» Source document

Tony Blair and s-Minister yesterday announced the launch of a
new government initiative called UK Online. Tony Blair said: “There
is no new economy. There is one economy, all of it being
transformed by information technology.” UK Online appears to be a
re-branding of the Information Society Initiative launched in
1996.
Tony Blair and Patricia Hewitt said that small businesses have
“smashed” the Government's target for getting on-line. 1.7 million
small and medium sized enterprises (SMEs) are now on-line,
according to figures from the DTI's forthcoming International
Benchmarking Study. This is an increase of 1.1 million over last
year and exceeds the Government's target of getting 1.5 million
businesses on-line by 2002 two years early. 81% of UK businesses
are now online compared with 63% last year. The study also revealed
that 27% of UK companies are trading on-line, of which 450,000 are
SMEs.

» Records
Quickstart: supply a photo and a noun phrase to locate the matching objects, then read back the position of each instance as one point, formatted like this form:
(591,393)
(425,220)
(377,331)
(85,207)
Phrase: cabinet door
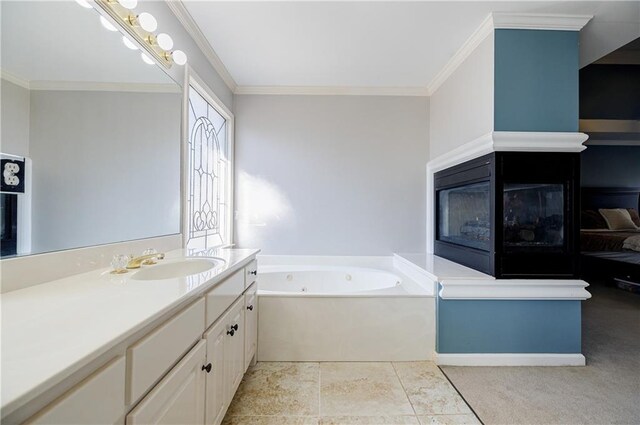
(179,397)
(216,401)
(234,348)
(251,325)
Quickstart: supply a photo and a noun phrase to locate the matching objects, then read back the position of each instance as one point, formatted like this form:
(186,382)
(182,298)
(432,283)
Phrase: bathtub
(342,309)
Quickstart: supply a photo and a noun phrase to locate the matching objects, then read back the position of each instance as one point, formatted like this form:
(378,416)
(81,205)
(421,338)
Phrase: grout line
(458,391)
(405,392)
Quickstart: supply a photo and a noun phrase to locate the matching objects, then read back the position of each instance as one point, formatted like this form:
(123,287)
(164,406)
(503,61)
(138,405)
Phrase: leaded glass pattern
(208,198)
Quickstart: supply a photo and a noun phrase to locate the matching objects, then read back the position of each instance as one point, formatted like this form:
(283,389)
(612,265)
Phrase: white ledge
(509,359)
(514,289)
(510,141)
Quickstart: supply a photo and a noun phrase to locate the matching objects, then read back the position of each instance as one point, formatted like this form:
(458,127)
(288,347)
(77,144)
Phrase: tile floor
(347,393)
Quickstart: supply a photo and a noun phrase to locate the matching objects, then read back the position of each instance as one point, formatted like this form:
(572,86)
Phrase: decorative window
(209,177)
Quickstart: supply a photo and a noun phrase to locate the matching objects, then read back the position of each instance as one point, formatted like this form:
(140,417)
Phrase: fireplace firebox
(511,214)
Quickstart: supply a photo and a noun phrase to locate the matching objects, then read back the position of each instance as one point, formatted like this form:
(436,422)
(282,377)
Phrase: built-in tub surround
(344,309)
(55,333)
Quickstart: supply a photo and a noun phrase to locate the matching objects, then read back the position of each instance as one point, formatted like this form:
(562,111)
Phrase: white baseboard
(509,359)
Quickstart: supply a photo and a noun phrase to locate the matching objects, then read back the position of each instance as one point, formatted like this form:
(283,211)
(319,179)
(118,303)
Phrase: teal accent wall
(505,326)
(536,80)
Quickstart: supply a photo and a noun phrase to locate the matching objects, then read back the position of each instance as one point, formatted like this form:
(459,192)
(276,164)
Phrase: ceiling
(372,43)
(73,47)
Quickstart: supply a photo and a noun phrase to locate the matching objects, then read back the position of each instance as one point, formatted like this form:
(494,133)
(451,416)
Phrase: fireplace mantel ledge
(515,289)
(510,141)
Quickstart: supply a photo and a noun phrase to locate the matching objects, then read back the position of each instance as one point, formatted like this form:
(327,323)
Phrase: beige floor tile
(269,420)
(449,420)
(361,389)
(369,420)
(278,389)
(428,389)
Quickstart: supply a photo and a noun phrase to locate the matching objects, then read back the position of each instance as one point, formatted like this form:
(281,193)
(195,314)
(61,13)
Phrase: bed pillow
(592,219)
(634,216)
(618,219)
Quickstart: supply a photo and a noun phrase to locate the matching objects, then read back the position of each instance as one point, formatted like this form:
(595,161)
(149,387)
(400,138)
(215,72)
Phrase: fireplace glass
(533,215)
(464,215)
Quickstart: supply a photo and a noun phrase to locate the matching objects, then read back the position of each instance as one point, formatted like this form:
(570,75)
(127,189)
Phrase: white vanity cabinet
(179,397)
(98,399)
(225,353)
(184,371)
(251,324)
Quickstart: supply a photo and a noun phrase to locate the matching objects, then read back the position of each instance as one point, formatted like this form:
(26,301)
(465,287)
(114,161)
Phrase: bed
(604,254)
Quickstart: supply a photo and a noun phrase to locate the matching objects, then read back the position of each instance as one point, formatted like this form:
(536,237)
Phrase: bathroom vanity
(104,348)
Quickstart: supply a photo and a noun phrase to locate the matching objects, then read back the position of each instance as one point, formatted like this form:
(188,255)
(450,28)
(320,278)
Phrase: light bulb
(164,41)
(129,43)
(147,22)
(108,25)
(147,59)
(128,4)
(84,3)
(179,57)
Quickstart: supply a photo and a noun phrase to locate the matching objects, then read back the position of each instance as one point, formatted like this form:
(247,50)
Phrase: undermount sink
(172,269)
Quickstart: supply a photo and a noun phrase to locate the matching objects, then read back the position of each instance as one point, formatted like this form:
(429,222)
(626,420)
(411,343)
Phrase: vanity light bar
(141,27)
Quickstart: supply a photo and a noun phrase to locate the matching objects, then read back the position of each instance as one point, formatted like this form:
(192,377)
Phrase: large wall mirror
(90,133)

» What you need to do
Write the next portion of the article about the UK Online initiative, picking up right after its final sentence. The records have no connection to the article about the UK Online initiative.

» The result
The Prime Minister and Patricia Hewitt also announced £15
million of funding for UK online for business. This is in addition
to the £10 million announced in this year's budget. The money will
be used for expanding UK online for business and providing a
further 100 advisers.
Tony Blair, commenting on what the government sees as recent
successes, said:
“Last September, we said we’d get unmetered
access to the internet. We’ve done better than that. On the OECD
comparisons, where last year we were average, today nowhere else in
the world has cheaper access off-peak. Not America, not Sweden, not
Germany, not anywhere.”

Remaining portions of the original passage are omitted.